DATA TO USE:

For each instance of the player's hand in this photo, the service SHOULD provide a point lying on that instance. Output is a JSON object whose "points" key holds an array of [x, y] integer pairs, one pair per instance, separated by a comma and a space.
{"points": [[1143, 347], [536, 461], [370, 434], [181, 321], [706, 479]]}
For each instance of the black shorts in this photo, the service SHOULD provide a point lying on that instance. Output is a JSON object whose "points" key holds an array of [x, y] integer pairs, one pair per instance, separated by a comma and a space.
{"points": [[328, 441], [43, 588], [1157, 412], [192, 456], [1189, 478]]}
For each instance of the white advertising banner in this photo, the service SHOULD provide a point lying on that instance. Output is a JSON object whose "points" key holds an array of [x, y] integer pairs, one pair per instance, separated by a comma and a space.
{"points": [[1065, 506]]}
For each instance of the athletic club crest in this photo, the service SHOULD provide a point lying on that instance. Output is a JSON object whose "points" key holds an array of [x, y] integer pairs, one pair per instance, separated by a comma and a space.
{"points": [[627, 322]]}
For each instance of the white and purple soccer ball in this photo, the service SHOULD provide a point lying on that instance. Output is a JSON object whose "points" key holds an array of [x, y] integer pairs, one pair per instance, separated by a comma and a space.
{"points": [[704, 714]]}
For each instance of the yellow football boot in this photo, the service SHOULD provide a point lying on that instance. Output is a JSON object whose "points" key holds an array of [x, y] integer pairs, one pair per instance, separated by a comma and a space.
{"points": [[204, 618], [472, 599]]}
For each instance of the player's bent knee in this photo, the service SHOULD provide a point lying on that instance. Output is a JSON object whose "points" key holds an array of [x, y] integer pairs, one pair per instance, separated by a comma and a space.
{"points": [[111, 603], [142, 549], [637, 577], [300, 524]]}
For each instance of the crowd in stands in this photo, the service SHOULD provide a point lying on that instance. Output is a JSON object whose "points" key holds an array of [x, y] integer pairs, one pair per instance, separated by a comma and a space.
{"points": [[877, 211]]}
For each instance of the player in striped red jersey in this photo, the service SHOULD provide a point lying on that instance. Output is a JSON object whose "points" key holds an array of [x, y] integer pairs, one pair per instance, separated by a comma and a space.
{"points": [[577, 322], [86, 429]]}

PROBLEM REQUIREMENTS: Give back every line of the data exactly.

PROBLEM SOLUTION:
For each instance of the player's hand in this photo, the service SHOULD provide a point lying on that instance. Output is a JSON object whose "points" key holds an array of [x, y] integer pairs, one pair per instance, separated by a comma and a space.
{"points": [[1143, 347], [536, 461], [370, 434], [181, 321], [706, 479]]}
For each instance of the black shorts in this photo, the service SHOULD provide a point lying on that instance. Output is a JSON object whose "points" key holds an array of [x, y] integer pairs, one pair per instance, separated by a comma and a space.
{"points": [[328, 441], [43, 588], [1157, 412], [192, 456], [1189, 478]]}
For each instance of the white advertising banner in this photo, the service SHOULD provide a point lying on that instance. Output is a JSON object whose "points" key holds an array of [x, y] integer pairs, one pair per instance, separated by a comma and a space.
{"points": [[1065, 506]]}
For each instance of the athletic club crest in this photo, the service SHOULD provide a point lying on that instance. Output is a JSON object whose "points" key holds an array of [x, y] integer pairs, one pair per instance, separated by a comma and a space.
{"points": [[627, 322]]}
For each instance of the white and purple soccer ball in this photo, the service SHOULD provide a point lying on that instance. Output is a JSON object whose "points" key holds an array of [x, y] integer pairs, one pair per instance, separated by a comma and a space.
{"points": [[704, 714]]}
For each instance of the yellow football boot in this photo, the service SHOULD provide a point lying on that instance. Output is a JSON object whose "points" key holds an array of [x, y] integer pairs, one pair per instance, separated by a comma and a space.
{"points": [[204, 618], [472, 599]]}
For each instance of the player's bent knee in this photo, the service SHOULD provide a point lying on that instance. Output is a JSON object whose "points" key holds an array of [x, y] integer pairs, one pair per instance, separated by a comma and a space.
{"points": [[111, 603], [142, 549], [637, 577], [300, 524]]}
For each instance of the crowd in stands in this photo, the service SHOULD provide a point lying on that instance. Output is a JSON object whose "points" key holds an array of [x, y] integer pairs, one pair per instance, separated by a comma and a space.
{"points": [[877, 211]]}
For each instance of the player in striped red jersey in this photo, the service SHOULD provide a point lying on that instance. Output is a JSON object whose "points" key holds an array of [x, y] integer pairs, one pair per instance, separated by a comma and a space.
{"points": [[577, 322], [86, 429]]}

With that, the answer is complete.